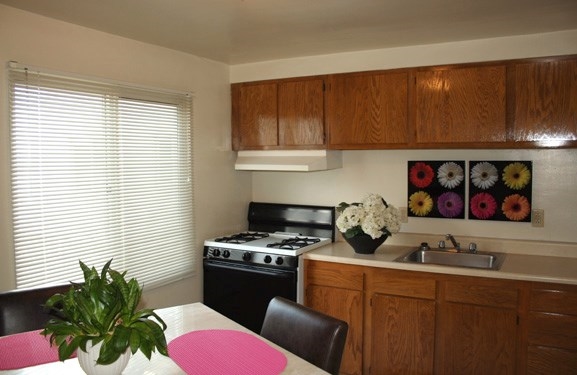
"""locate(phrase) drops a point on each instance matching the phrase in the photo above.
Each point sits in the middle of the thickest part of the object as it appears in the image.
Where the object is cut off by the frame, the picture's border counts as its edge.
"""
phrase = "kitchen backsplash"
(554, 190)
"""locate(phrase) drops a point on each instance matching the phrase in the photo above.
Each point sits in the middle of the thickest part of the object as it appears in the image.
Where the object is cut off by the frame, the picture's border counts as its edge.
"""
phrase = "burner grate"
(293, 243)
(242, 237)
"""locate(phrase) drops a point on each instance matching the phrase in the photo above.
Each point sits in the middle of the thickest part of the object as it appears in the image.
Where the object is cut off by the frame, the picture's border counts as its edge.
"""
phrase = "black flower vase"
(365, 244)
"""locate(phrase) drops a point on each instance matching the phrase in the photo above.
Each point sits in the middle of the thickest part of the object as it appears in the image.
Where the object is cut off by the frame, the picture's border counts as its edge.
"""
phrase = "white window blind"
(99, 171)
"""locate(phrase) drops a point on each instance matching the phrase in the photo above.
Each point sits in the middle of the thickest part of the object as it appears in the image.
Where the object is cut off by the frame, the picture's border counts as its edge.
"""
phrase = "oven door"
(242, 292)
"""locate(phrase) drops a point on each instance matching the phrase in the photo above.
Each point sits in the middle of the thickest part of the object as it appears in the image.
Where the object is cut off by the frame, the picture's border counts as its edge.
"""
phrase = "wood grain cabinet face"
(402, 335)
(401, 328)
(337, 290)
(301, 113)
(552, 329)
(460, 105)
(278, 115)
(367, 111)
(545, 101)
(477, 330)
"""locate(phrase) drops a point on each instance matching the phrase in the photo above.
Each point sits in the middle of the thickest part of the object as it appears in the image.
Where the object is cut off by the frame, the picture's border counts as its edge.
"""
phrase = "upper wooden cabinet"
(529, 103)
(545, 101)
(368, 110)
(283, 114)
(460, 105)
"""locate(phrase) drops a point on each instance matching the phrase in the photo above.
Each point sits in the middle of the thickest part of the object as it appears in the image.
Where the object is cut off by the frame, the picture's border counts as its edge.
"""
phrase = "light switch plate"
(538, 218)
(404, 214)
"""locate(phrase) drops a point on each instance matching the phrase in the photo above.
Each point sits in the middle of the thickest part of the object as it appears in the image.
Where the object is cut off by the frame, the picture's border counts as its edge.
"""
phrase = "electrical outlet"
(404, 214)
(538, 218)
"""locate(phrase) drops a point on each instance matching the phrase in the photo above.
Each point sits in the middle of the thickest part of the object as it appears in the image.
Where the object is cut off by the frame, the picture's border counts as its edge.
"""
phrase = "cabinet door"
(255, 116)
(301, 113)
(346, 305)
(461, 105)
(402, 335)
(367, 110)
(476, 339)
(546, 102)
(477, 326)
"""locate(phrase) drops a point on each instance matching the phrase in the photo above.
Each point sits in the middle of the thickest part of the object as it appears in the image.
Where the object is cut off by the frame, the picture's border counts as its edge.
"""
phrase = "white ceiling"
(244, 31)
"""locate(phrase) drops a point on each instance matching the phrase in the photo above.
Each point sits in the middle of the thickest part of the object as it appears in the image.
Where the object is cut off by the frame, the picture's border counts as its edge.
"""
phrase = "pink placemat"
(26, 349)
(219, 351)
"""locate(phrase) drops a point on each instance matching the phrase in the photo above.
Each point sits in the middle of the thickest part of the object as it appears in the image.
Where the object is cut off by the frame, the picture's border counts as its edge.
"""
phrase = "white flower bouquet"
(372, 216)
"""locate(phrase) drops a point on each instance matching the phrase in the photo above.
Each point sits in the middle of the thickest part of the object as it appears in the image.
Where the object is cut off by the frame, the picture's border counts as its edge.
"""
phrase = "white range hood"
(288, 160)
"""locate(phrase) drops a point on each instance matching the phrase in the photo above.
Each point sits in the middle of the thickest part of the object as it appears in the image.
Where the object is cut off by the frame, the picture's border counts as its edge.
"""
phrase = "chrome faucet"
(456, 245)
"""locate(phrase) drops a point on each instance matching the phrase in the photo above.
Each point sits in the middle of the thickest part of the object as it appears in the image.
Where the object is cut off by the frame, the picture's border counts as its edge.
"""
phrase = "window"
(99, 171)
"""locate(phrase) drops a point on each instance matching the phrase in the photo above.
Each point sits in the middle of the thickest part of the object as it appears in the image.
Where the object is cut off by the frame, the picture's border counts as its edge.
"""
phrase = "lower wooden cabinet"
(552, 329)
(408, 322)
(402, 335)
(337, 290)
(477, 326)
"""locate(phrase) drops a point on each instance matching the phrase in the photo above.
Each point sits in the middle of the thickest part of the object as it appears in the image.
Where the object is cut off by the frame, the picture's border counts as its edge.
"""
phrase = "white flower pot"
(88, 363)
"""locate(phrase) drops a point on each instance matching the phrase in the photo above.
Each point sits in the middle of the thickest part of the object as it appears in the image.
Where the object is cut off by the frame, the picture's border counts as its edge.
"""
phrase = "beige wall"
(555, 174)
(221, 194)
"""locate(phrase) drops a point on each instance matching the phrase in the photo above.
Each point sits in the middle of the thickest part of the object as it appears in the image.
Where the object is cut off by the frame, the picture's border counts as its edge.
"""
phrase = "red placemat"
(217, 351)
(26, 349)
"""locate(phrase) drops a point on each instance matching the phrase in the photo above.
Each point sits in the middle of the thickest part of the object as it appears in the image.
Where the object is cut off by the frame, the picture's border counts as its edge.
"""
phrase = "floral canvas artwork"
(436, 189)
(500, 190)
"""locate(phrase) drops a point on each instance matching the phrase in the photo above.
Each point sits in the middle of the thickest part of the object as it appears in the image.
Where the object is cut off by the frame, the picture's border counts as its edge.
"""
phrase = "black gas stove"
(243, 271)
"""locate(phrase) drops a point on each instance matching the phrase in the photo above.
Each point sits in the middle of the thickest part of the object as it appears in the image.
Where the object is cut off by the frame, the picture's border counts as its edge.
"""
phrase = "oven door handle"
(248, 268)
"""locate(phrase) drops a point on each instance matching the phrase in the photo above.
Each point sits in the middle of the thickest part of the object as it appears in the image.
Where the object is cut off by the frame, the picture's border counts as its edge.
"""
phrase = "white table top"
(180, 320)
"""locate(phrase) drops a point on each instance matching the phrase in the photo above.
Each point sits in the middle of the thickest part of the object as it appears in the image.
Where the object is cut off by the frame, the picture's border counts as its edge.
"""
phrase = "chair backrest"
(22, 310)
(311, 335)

TASK INSTRUCTIONS >> Reproduce the listing word for word and omit its pictures.

COMPLETE RESPONSE >>
"""locate(phrase) drops a point on each instance matching the phrase in the photo above.
Each point sits in the middle of the thickest part of the object as it appears in the image.
Where the object is cut off by the frame, the picture's border counts as its edge.
"""
phrase = "kitchen backsplash"
(554, 190)
"""locate(phrase) drops a point on each instance matching the phrase in the photo above.
Each point sits in the middle of the thickest part of the object as it appears in the image.
Where the object is cut off by the frame, the picture's border counts as its edge.
"""
phrase = "burner grate"
(293, 243)
(242, 237)
"""locate(phrase) drops a point on each instance matching the phrase in the photo above.
Each point sits in the middle of the thickest part of the object as it appears in the image.
Where the object is cut off by the frame, the picture's border counts as its edge.
"""
phrase = "black flower vase"
(365, 244)
"""locate(phrase) drops a point on each instance matching the phrase in the photo above.
Each point sits in the middle of the thickest part of the object as it appears in the image.
Where the object is cut off by the frame, the picture's border counts as its edge.
"""
phrase = "white window blind"
(99, 171)
"""locate(phrase) drops a point on each instance matching the phrase in the photo above.
Each point sits in the middle of the thickest part of the object as it appears in the image.
Where the object is cut off by the frame, the picture's border counts as its edge.
"""
phrase = "oven door"
(242, 292)
"""locate(phrase) drops a point on each instance matching the phrase in the photo above.
Each point sits in the middle of the thickest part of the object as it appears in the image.
Where the object is cut off by the frame, the picture's border counts as its edge.
"""
phrase = "wood grain cabinet face"
(402, 335)
(401, 328)
(337, 290)
(301, 113)
(552, 329)
(460, 105)
(278, 115)
(367, 111)
(545, 101)
(477, 330)
"""locate(phrase) drops a point on each instance matching the phrase in the photo above.
Each point sits in the middle of the thickest part of the object as it appears in the image.
Where the object is cut off by the frame, the picture's border counts as its edge.
"""
phrase = "upper wooden cabinet"
(529, 103)
(545, 101)
(368, 110)
(283, 114)
(460, 105)
"""locate(phrase) drops a point on each instance matching the phrase in the photo above.
Each point sits in the middle of the thickest part of the object as it appears in the image.
Where the object is cut off by the frame, the picture's border counts as its edge.
"""
phrase = "light switch plate"
(538, 218)
(404, 214)
"""locate(phrase) drops a point on each instance matching the phrase in the photo above.
Each point sits in the middle of the thickest part of the object as it appears in the image.
Where the object is cut off by the frame, the picture's border counts as its edge.
"""
phrase = "electrical outlet"
(404, 214)
(538, 218)
"""locate(phrase) drops a point on each instance matching the phrase in the photo above.
Each point sits in the middle of the thickest part of the object as it appears in the image.
Where the object is cut off by the frame, the picture's border counts as its edge.
"""
phrase = "cabinet door"
(255, 116)
(301, 113)
(346, 305)
(461, 105)
(402, 335)
(367, 110)
(476, 339)
(546, 102)
(477, 326)
"""locate(phrase) drops a point on each instance matching the phrase in the photo above.
Each point sits in the middle of the thickest part of the object as it appears in the image.
Where the object is cut off by the frame, the picture's border counts as its edge.
"""
phrase = "white ceiling"
(244, 31)
"""locate(phrase) drops a point on each instance matching the phrase in the photo above.
Each point sits in the middle of the thickest part of the object as it appears in the image.
Where the object is cut off by the frame, the picture's border counts as its edge.
"""
phrase = "pink placemat"
(26, 349)
(219, 351)
"""locate(phrase) drops a point on each instance matching the phrase in the photo above.
Each point sits in the middle of the thickest part of the object as it appears in the image.
Where the object is cut off by the frame, the picture's border counts as its edge.
"""
phrase = "white flower bouquet"
(372, 216)
"""locate(phrase) drops a point on each instance matching the phrase in the photo above.
Each point sits in the middle of the thickest part of the object as it appears in the image.
Where the object is cut off by the frame, the picture's border counts as its edge.
"""
phrase = "white range hood"
(288, 160)
"""locate(phrase) drops a point on each instance matching the phrase in the photo above.
Each point sits in the middle of the thickest part of the object as it appears in the image.
Where the object is cut off by the frame, the picture's border counts as its edge.
"""
phrase = "chrome faucet"
(456, 245)
"""locate(phrase) drops a point on each instance matching the phrase in the photo above.
Each point sits in the middle of the thickest part of the object as it appears in the image.
Where the object is cut off by the frame, the picture's border counts as its edge.
"""
phrase = "window"
(99, 171)
"""locate(phrase) drops a point on each instance matching the phrase in the photo above.
Each point sits in the middle of the thickest part of the object as it appears in the image.
Where the object is cut off by the frame, the picture's border counts as its edge.
"""
phrase = "lower wooden cabinet"
(552, 329)
(408, 322)
(402, 335)
(337, 290)
(477, 326)
"""locate(phrase) drops a point on each instance matching the phrase in the photo above.
Each point sits in the middle of the thickest part of the object as it appears in the image.
Where the object is cut off by the frame, the picture's border counts as its edge.
"""
phrase = "white flower pot"
(88, 363)
"""locate(phrase) drops a point on each instance matching the phrase in the photo above.
Each point sits in the middle of the thickest part of the object as it appears in the image.
Where the object is cut off by the frame, the picture's border counts as its edge.
"""
phrase = "beige wall"
(555, 174)
(221, 194)
"""locate(phrase) drops a point on each instance matching the phrase in the photo above.
Each point sits in the middle of the thickest part of the object as it appears in the image.
Where the object is cut off by the frame, the picture's border counts as its edge.
"""
phrase = "red placemat"
(217, 351)
(26, 349)
"""locate(phrase) drops a point on each instance matching the phrase in the photo above.
Each point sits in the middle of the thickest part of the object as it appears in the image.
Where the object is cut off by the frame, the picture's border counts as its edge.
"""
phrase = "floral canvas artwork"
(436, 189)
(500, 190)
"""locate(phrase) drops a point on each instance matching the phrase in the photo above.
Each point sits in the middle of the thickest part of the object as it appears in the image.
Where the object is cut off by the frame, the picture's border counts as its edge.
"""
phrase = "black gas stove"
(243, 271)
"""locate(phrase) drops a point on each instance matching the phrase in the photo above.
Each point sits in the middle of the thickest part of the object as it appears in the image.
Where the object is cut off by the frame, the picture's border counts as its edge.
"""
phrase = "oven door handle"
(248, 268)
"""locate(phrase) drops a point on each instance matching the phrase in the photo above.
Each point sits in the middle of the thickest part of the object as it appears in the image.
Where the object is cut off by the frame, the picture's border counts as its edge.
"""
phrase = "white table top"
(180, 320)
"""locate(phrase) drops a point on each instance matching the phrase in the photo above.
Each point sits in the middle of the thickest part of the object as it appears in the image.
Where the object is cut off by the frame, the picture's border counts as its edge.
"""
phrase = "chair backrest"
(22, 310)
(311, 335)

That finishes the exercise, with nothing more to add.